本文抜粋:
= = = = = = =

気を取り直して、女性たちから変えようと、女性をエンパワーするために、起業講座、マネジメント講座、再就職支援講座などをあちこちの自治体に提案しました。
アメリカの‘80年代の不況で女性が多くリストラされて以来、女性の起業家が大躍進を遂げた事実から、日本でも起業家が育つだろう、と思ったのですが、世間ではまだまだ“起業??”という反応でした。その代わり、女性・男性の意識改革を進める講座、中堅管理職を養成する講座などが、ボチボチと自治体からの委託講座となりました。

横須賀市女性中堅職員研修
横須賀市女性中堅職員研修

この時代、女性たちは少なくとも、建前としての男女平等は意識されてはいるものの、実際には、社会慣習やビジネス慣行――男性の意識、家族や夫などの意識と行動など――から、十分に職場で力を発揮するのは無理、と感じている女性はまだまだ多かったのです。さらに女性自身も、上位の役職に就くと、マイナス面の方がどう考えても大きいので選択しない、という本音が聞こえてきました。
働く女性たちにとっては、日々をどう過ごすか、保育の問題・夫や自分の健康問題とおりあいをつけながら、子育てと、仕事を両立させるには?を解決するほうが先なのです。
そして苦労のうえ、子育てを終えた女性たちには、すぐに親の介護問題が迫ってくるのです。

= = = = = = =

抽出データ:
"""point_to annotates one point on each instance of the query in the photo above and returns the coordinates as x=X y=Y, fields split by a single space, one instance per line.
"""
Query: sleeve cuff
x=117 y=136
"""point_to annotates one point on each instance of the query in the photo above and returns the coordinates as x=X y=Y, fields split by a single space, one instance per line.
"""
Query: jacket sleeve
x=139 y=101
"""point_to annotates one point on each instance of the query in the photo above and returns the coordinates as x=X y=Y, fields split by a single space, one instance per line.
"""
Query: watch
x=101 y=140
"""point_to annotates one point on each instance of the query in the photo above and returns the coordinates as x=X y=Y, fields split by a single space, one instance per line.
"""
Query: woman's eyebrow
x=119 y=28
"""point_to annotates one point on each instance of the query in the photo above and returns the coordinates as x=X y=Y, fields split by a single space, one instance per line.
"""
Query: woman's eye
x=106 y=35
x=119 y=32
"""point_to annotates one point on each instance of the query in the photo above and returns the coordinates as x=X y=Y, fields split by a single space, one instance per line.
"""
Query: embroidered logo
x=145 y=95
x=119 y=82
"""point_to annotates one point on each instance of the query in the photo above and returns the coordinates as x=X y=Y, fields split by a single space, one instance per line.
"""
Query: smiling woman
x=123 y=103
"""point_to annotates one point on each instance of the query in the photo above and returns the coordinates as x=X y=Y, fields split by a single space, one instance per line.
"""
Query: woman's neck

= = = = = = =

課題:
1. 本文の「気を取り直して、女性たちから」から「からの委託講座となりました。」までを、「自治体」を「市町村」に変えて書き直しなさい。
2. 働く女性を扱った本文が途切れたところから、その続きを書き継ぎなさい。

解答例:
1.
気を取り直して、女性たちから変えようと、女性をエンパワーするために、起業講座、マネジメント講座、再就職支援講座などをあちこちの市町村に提案しました。
アメリカの‘80年代の不況で女性が多くリストラされて以来、女性の起業家が大躍進を遂げた事実から、日本でも起業家が育つだろう、と思ったのですが、世間ではまだまだ“起業??”という反応でした。その代わり、女性・男性の意識改革を進める講座、中堅管理職を養成する講座などが、ボチボチと市町村からの委託講座となりました。

2.
日本にはまだ介護保険制度・成年後見人制度はなく、自分の親を入居させたいと思うような施設も、高齢者が自宅で、1人で暮らせるような支援制度も見あたらない。では先進国に行って勉強しよう! 施設については、北欧やスイス、カナダなどが進んでいる、介護保険、世話人制度などは、ドイツが進んでいる! と思いました。

カナダ訪問時には、カナダの法務局局長の就任式に参列する機会を得、また彼女を日本のシンポジウムにお呼びするなどの機会があり、LDIC NEWSの記事にしたり、オーストラリア・ブリスベーンでの成年後見法関係者の国際会議があるのに出席させていただいたり、この分野ではかなりの広範な知識と各国の実情を知ることになりました。
スウェーデンの老人ホームでは、そこで供されるお食事をご一緒させていただきましたが、どこのレストランの食事よりも、自然な味で美味しかったのが印象に残ります。またホームの老人たちのなんとおしゃれで、幸せそうな顔つきをしていることか!
そしてフィンランドからの移民が、高齢化して認知症を疑われているケースの事例も紹介されました。高齢になると先祖帰りして、フィンランド語しかわからなくなってしまう。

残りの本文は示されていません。